Source text:
Here's how to do what I recommended in my comment under you question — namely to do it by implementing a dictionary subclass that does what's needed via metadata it maintains internally about each of the values it contains.

This can be done fairly easily via the abstract base classes for containers in the collections.abc module because it minimizes the number of methods that need to be implemented in the subclass. In this case abc.MutableMapping was used at the base class.

Note that I've add a new method named prune() that show how all entries older than a specified amount could be removed. In addition to that, I've left some extraneous calls to print() in the code to make what it's doing clearer when testing it — which you'll probably want to remove.

from collections import abc
from datetime import datetime, timedelta
from operator import itemgetter
from pprint import pprint
from time import sleep


class LimitedDict(abc.MutableMapping):
    LIMIT = 3

    def __init__(self, *args, **kwargs):
        self._data = dict(*args, **kwargs)

To be done:
Reproduce the dictionary subclass answer verbatim, beginning at the words "Here's how to" and stopping after the words "values it contains.".

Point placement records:
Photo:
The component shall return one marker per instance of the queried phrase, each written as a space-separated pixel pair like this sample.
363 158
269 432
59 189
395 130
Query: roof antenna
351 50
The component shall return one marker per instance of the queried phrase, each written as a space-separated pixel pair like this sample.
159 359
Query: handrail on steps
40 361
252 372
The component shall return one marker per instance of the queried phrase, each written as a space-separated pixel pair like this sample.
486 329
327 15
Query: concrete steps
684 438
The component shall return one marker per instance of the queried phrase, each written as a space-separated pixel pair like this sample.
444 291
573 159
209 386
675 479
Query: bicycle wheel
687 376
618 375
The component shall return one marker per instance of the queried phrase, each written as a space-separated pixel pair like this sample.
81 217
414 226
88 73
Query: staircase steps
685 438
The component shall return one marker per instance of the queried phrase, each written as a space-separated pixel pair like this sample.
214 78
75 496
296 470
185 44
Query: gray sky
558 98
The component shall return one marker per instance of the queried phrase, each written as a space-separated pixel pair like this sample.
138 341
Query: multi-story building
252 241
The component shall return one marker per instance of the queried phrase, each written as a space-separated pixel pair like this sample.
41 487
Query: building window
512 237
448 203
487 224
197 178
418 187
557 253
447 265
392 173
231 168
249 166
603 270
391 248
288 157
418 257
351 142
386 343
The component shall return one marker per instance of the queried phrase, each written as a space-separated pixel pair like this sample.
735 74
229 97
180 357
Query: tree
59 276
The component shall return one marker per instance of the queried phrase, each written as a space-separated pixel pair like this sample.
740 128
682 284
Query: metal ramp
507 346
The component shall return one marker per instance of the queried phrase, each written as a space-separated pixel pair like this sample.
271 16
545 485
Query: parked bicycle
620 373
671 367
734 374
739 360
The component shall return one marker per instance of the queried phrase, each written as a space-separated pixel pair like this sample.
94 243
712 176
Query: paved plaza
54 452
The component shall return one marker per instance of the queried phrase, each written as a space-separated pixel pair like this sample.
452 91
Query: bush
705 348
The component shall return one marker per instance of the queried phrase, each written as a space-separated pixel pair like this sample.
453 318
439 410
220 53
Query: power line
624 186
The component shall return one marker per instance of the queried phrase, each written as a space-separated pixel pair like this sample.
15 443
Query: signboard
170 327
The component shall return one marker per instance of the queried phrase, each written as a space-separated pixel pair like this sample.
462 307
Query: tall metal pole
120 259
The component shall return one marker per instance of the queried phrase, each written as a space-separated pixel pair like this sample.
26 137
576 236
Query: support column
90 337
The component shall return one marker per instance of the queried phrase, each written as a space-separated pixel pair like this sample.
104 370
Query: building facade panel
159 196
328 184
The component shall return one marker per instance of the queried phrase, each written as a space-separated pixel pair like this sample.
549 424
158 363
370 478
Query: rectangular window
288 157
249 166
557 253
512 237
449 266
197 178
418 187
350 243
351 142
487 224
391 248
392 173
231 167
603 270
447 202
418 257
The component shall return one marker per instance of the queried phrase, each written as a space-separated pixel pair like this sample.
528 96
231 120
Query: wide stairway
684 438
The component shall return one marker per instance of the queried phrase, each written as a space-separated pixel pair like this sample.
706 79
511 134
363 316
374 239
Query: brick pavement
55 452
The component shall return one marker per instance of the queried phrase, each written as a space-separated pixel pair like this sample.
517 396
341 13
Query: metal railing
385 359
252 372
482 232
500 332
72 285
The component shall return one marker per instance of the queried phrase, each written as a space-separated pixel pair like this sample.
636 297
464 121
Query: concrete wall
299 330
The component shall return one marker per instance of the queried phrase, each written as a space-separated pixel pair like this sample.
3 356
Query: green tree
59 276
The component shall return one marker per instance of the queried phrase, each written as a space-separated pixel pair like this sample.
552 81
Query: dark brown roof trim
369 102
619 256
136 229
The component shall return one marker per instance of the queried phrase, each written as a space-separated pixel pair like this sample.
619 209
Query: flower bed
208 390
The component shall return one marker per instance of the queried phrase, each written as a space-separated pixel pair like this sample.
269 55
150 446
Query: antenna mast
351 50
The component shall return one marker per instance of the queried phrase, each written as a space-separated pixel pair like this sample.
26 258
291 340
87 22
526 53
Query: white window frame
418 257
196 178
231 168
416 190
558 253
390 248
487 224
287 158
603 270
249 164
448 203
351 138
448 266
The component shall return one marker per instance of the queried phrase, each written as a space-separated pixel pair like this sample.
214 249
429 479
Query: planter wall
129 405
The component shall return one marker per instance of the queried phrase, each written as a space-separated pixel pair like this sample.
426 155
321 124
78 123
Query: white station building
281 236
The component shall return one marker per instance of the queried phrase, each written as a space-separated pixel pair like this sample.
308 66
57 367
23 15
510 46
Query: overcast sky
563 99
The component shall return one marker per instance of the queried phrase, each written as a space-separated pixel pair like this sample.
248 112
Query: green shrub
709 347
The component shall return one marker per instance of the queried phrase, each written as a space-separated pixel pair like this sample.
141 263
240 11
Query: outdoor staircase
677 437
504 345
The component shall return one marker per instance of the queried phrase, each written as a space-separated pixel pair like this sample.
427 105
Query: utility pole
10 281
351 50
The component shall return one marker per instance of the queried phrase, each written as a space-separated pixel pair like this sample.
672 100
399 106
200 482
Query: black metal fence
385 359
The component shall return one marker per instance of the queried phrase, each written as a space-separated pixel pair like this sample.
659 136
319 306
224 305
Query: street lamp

Expected output:
Here's how to do what I recommended in my comment under you question — namely to do it by implementing a dictionary subclass that does what's needed via metadata it maintains internally about each of the values it contains.